— Start of The data —

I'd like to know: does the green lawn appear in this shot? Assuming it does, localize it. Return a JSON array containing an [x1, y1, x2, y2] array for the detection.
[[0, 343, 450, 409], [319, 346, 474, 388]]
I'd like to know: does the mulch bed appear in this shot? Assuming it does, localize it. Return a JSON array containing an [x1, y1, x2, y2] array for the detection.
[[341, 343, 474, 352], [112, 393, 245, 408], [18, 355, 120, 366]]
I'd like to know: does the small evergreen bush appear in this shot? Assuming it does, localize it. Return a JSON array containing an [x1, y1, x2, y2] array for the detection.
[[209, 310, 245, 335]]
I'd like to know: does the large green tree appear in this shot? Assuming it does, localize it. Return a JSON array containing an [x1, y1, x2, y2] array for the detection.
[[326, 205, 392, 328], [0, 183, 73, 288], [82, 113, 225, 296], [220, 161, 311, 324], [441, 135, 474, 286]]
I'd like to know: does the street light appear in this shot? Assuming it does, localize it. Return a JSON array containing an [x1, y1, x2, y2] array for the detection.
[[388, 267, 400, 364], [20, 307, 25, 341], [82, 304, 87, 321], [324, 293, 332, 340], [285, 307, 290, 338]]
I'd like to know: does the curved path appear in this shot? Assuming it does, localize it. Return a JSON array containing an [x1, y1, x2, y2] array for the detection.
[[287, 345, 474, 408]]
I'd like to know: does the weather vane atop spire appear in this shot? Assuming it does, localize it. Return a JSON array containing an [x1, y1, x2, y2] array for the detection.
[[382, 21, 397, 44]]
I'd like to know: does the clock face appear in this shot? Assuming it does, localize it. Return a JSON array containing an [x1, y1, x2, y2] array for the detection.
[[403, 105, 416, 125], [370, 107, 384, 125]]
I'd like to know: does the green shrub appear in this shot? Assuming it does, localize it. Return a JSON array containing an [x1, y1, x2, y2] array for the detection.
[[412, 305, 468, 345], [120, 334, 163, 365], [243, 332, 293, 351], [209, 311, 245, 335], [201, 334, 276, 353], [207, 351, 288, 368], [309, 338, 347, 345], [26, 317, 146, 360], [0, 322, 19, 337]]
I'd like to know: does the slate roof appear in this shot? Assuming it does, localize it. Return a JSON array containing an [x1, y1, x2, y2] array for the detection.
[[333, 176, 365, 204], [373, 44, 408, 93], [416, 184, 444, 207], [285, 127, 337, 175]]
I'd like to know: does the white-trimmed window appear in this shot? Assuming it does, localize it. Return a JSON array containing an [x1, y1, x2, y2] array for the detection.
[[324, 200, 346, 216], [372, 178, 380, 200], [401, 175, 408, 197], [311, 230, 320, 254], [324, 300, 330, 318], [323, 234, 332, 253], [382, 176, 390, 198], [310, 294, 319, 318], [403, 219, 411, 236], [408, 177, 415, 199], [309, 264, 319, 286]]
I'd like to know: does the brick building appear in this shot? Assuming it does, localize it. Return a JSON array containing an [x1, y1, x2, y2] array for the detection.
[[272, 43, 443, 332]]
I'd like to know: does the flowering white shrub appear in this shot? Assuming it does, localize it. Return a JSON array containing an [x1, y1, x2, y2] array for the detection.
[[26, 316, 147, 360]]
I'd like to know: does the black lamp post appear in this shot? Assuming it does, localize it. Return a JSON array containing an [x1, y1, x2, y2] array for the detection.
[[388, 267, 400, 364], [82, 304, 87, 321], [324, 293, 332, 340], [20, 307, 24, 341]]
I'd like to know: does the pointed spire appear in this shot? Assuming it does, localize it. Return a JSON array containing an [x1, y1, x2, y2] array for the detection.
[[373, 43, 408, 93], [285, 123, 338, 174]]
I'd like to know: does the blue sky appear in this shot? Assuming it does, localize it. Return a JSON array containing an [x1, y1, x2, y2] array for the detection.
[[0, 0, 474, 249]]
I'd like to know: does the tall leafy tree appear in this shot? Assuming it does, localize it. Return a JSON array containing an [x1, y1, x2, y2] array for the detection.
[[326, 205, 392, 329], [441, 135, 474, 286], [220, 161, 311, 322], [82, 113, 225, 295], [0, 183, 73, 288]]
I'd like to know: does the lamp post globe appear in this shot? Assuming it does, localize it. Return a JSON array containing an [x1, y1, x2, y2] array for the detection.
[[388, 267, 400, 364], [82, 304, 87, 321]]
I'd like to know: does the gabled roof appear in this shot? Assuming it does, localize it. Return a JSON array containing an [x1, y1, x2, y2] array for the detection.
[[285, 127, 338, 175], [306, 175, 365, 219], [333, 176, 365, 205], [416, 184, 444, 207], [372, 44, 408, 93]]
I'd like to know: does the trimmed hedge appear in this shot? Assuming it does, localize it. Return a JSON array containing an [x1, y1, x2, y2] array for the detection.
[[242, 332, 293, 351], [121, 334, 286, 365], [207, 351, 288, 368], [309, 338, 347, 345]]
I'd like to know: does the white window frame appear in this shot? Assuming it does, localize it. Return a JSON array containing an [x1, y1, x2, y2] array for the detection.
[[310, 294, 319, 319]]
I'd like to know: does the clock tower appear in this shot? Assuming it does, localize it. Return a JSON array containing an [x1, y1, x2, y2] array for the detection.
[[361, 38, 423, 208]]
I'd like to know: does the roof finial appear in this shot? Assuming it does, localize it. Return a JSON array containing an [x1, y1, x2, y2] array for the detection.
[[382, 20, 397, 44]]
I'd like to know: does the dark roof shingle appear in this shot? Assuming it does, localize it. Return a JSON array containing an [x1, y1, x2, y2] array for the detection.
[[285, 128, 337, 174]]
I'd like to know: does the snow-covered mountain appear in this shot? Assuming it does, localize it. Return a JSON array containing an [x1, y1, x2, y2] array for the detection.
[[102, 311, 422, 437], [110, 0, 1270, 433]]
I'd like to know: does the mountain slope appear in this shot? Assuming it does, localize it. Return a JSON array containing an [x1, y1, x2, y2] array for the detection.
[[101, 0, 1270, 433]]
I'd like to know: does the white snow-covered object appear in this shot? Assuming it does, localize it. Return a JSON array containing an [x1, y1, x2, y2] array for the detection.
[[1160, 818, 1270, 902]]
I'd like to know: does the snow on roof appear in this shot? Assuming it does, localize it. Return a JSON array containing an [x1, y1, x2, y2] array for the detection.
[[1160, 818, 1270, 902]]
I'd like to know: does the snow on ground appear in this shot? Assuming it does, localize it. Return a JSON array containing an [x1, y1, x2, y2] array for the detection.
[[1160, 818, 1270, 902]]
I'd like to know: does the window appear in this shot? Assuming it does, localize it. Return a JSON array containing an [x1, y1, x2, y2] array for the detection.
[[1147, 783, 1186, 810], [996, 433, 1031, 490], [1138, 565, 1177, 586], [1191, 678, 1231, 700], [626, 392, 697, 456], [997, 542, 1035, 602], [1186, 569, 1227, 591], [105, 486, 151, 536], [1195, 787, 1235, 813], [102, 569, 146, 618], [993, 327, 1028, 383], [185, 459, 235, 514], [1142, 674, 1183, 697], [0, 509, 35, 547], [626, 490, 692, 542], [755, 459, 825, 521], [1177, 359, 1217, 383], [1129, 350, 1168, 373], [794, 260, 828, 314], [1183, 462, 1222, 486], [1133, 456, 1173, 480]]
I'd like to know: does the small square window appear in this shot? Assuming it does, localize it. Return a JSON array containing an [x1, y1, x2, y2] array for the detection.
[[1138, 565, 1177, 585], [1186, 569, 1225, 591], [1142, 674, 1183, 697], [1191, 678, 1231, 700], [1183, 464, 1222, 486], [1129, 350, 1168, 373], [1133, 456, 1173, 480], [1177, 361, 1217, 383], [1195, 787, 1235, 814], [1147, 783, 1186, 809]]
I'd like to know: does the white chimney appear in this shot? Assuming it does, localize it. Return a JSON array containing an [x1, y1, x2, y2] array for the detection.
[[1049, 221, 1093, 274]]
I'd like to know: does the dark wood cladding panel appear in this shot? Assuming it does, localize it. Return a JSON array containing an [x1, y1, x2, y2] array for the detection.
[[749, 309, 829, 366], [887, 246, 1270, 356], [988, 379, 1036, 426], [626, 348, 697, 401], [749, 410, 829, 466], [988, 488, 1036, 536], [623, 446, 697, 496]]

— End of The data —

Reproduce verbatim every line of the records from the line containing "I'd like to know: does the white chimney" through the final line of the records, both included.

> Exercise solution:
I'd like to know: does the white chimney appear in this shot? Assuming it does, localize it. Return a JSON array containing an [x1, y1, x2, y2] array for the detection.
[[1049, 221, 1093, 274]]
I'd like to know: does the dark wood cladding panel appear in this shot? Assuming it does, localize it. Return a JSON array containing an [x1, y1, x2, y2] array for the detection.
[[749, 309, 829, 366], [887, 246, 1270, 356], [988, 379, 1036, 426], [626, 348, 697, 401], [749, 410, 829, 466], [988, 488, 1036, 536], [623, 446, 697, 496]]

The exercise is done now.